**Exercise data:**
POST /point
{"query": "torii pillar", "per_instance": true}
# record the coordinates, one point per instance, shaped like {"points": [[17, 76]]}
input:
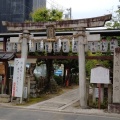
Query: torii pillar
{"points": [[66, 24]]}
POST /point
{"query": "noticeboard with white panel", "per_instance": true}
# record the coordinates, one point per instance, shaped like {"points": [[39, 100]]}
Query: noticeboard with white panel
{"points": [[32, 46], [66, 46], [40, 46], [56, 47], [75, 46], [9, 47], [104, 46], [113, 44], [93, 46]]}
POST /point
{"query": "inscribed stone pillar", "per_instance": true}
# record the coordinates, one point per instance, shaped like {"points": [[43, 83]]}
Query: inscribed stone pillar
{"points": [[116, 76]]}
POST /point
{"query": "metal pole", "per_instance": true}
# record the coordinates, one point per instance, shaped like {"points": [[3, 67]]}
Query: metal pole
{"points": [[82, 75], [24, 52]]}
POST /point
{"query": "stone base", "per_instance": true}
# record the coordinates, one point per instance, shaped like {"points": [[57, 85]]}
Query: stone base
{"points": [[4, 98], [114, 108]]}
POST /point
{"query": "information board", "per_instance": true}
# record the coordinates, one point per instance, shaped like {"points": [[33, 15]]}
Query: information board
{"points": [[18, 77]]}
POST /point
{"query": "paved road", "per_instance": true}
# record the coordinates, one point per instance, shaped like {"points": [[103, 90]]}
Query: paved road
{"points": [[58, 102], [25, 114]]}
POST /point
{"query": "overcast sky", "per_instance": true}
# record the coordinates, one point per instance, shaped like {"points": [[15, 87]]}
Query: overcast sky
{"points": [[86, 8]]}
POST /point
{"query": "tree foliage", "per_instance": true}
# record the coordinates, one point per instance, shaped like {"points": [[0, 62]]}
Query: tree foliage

==

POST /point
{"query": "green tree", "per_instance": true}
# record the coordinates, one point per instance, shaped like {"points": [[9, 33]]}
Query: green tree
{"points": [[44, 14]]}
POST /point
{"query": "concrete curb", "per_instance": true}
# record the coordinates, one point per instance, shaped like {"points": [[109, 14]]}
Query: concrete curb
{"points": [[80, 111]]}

* * *

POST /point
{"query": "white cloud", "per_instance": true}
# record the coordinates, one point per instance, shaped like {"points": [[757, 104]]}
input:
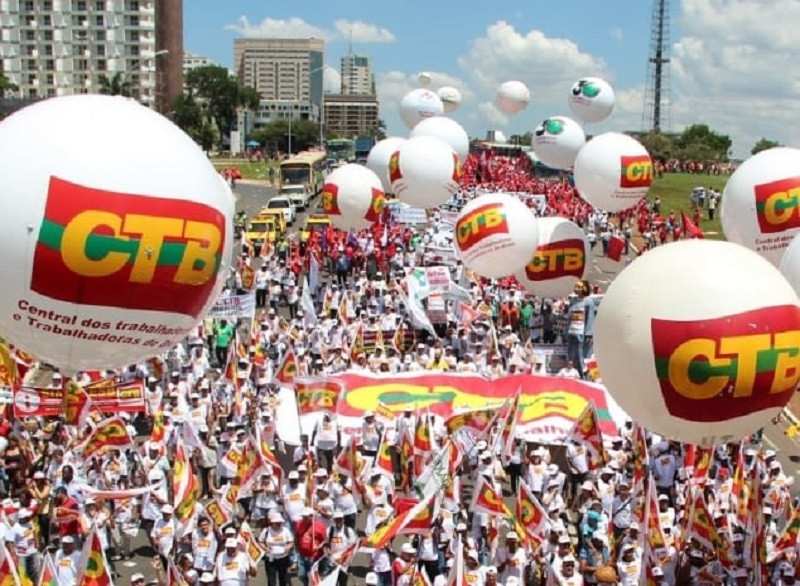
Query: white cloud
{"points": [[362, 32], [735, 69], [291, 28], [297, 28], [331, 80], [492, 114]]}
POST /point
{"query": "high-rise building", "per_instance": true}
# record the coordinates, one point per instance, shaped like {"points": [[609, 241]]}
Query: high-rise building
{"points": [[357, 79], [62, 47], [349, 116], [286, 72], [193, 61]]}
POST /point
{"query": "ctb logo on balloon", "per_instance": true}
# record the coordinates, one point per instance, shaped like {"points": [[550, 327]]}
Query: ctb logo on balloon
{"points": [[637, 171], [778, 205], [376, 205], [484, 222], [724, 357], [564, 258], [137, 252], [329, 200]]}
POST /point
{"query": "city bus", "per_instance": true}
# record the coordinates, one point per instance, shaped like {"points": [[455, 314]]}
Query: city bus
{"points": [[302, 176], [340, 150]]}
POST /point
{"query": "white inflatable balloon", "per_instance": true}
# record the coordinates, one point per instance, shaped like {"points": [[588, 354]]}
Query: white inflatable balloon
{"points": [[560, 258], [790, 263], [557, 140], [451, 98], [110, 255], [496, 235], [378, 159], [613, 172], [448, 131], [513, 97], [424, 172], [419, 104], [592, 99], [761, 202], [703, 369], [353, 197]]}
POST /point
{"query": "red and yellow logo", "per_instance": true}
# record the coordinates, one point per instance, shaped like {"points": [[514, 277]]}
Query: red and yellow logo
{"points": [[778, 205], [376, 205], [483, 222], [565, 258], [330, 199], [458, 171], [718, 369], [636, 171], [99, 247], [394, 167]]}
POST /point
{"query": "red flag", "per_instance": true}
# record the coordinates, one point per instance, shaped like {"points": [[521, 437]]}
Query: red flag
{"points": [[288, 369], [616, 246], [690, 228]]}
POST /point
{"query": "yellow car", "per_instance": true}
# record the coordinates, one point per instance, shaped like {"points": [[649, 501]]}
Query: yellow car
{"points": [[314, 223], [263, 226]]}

**Activity:** Find the lines above with the word "foliage". Copy them out.

**Answer to the problem:**
{"query": "tree foliage", "per_instance": true}
Query: tree foliage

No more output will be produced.